* _EXERCISE_: Give only the number of lines in the data that include the string "road".

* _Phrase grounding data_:
::::::::
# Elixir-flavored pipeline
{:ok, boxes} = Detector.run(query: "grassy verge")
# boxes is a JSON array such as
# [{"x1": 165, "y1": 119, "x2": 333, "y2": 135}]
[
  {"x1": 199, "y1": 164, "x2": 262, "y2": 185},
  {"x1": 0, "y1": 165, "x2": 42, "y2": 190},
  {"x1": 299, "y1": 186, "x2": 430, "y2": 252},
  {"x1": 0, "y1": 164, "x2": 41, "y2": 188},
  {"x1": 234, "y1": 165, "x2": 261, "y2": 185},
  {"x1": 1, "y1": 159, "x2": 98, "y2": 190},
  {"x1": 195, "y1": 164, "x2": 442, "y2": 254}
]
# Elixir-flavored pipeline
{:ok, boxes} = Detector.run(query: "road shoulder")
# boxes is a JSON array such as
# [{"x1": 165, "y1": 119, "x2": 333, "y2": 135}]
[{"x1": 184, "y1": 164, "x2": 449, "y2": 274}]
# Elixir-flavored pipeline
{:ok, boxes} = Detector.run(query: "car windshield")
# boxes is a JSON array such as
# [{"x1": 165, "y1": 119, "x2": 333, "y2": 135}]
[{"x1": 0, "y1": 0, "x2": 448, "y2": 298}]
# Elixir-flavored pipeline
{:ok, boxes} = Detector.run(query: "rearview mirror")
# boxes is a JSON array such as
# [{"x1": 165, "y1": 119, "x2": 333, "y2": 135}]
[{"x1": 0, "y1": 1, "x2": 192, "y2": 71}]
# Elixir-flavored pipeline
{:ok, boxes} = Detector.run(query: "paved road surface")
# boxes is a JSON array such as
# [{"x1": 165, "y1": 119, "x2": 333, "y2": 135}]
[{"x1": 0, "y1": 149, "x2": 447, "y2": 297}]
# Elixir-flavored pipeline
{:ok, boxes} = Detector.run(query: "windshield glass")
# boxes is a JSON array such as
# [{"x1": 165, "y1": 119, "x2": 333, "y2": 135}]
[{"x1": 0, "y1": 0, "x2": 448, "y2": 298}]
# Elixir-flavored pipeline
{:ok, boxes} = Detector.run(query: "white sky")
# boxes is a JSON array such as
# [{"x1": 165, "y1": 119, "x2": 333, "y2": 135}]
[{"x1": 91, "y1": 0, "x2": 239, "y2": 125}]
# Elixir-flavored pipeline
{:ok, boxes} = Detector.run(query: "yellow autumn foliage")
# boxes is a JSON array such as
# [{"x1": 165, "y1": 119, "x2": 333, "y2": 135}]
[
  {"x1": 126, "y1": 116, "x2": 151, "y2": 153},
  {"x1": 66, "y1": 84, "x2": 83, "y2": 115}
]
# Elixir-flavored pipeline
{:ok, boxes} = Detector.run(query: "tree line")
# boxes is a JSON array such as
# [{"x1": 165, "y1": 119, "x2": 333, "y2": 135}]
::::::::
* _TASK SOLUTION_: 2